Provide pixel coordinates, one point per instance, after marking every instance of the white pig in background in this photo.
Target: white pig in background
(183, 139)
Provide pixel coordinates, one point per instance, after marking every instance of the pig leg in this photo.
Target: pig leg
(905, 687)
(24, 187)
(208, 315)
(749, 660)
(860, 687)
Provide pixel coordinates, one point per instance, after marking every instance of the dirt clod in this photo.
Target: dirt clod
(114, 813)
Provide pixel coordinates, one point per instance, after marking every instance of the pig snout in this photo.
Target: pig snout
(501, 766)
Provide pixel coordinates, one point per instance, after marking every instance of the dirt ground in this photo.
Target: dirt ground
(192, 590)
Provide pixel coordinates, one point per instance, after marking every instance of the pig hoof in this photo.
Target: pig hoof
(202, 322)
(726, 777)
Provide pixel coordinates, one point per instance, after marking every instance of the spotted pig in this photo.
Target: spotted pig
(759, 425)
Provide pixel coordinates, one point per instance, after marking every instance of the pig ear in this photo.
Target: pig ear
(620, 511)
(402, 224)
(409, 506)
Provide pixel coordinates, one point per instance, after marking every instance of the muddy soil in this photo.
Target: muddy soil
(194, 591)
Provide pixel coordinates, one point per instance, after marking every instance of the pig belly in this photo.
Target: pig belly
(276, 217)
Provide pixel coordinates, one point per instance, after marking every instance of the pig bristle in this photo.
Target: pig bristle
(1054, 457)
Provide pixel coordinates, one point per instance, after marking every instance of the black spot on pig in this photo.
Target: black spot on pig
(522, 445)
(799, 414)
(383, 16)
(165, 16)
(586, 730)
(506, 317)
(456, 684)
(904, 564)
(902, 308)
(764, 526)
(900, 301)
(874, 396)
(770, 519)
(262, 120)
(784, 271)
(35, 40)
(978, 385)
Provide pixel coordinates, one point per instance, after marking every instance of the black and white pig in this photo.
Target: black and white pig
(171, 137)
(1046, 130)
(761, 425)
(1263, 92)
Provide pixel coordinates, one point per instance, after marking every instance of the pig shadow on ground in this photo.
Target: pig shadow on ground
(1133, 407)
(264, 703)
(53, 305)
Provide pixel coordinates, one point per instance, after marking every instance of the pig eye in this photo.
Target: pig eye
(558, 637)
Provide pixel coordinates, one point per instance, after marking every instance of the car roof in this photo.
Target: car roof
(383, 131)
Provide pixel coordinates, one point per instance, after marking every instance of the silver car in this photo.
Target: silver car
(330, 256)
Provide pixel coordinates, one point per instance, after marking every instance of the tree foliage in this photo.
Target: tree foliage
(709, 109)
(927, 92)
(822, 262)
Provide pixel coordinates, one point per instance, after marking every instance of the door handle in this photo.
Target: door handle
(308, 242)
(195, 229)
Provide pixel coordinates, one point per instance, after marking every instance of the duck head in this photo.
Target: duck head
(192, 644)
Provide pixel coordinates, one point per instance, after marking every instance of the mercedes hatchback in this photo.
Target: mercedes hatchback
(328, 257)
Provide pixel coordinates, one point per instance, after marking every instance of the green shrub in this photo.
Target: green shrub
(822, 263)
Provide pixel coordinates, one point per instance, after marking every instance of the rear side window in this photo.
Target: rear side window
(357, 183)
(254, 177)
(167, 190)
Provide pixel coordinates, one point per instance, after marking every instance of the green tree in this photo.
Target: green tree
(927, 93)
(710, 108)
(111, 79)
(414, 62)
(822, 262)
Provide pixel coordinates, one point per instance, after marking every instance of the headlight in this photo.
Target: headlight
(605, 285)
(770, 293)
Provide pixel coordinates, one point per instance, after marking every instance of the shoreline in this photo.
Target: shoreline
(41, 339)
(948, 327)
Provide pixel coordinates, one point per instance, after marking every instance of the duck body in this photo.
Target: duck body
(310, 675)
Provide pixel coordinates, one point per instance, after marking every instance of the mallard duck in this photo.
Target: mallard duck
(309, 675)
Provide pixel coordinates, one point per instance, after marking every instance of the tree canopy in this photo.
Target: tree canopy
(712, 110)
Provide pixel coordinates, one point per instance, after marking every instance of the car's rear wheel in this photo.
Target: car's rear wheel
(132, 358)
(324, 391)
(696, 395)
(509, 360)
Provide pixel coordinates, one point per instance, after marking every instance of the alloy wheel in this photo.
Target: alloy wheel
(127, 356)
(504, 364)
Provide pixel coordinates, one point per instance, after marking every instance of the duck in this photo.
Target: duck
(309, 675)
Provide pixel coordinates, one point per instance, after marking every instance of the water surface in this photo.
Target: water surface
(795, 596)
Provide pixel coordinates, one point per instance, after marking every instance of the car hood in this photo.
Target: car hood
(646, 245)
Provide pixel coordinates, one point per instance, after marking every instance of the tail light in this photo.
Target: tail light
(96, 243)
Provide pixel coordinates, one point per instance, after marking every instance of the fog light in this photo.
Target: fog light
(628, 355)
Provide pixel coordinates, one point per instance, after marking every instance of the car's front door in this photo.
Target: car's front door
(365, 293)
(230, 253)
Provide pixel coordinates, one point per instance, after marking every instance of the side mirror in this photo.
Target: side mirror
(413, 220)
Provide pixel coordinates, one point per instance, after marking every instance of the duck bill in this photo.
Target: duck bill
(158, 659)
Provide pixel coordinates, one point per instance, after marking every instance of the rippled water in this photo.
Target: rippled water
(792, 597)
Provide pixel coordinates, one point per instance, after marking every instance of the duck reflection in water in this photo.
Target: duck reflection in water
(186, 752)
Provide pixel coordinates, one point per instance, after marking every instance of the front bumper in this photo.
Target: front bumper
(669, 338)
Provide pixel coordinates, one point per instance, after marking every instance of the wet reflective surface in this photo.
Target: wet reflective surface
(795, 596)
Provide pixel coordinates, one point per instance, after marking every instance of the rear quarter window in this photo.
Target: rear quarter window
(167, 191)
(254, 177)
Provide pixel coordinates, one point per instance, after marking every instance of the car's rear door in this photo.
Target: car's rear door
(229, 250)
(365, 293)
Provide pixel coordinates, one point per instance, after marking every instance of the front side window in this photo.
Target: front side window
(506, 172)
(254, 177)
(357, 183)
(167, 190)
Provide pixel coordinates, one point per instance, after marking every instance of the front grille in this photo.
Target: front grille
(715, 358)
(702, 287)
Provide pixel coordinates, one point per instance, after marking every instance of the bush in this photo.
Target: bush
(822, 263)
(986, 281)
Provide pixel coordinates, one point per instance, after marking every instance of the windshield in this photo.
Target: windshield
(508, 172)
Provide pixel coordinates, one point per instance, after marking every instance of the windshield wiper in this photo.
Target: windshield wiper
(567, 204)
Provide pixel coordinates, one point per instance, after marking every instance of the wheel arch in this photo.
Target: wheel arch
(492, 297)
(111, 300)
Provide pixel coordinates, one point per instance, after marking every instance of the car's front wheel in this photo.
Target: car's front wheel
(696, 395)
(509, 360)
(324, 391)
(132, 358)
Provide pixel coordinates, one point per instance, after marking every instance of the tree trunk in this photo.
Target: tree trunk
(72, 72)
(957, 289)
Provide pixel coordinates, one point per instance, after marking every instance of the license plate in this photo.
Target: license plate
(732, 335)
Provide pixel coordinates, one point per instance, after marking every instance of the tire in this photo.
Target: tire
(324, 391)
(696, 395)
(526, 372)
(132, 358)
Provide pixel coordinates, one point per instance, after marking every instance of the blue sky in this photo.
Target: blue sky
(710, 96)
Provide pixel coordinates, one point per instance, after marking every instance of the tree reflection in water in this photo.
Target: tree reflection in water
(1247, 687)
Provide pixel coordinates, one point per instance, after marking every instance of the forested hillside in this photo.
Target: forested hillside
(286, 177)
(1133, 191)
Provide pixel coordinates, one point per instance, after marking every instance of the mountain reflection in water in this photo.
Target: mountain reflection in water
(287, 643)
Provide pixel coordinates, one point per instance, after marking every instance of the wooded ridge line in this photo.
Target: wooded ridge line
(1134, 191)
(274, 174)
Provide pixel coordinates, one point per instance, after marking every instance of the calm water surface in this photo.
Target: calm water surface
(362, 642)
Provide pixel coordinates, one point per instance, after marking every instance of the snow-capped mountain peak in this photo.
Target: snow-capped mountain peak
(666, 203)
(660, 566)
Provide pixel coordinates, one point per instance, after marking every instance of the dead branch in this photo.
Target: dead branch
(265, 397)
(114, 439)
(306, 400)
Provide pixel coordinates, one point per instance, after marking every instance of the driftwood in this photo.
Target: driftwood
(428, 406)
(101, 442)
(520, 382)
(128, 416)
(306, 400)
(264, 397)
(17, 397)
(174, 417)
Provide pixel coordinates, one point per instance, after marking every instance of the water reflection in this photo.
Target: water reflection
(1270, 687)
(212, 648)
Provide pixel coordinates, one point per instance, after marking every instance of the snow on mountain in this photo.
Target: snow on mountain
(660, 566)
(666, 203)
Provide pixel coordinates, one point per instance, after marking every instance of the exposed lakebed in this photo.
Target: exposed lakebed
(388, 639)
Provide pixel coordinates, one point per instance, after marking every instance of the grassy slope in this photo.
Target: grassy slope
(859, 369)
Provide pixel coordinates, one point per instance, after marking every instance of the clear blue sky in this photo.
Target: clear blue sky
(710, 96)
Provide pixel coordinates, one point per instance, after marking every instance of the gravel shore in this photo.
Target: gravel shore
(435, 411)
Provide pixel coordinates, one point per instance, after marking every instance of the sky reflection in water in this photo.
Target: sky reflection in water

#####

EXERCISE:
Only the lines from the one containing "sky reflection in water in this photo." through the end of the material belong in the answer, each restated word for word.

WRITTEN RESPONSE:
Provide pixel coordinates, one point per instance, after marking every instance of the sky reflection in water in this photo.
Target: sky reflection in water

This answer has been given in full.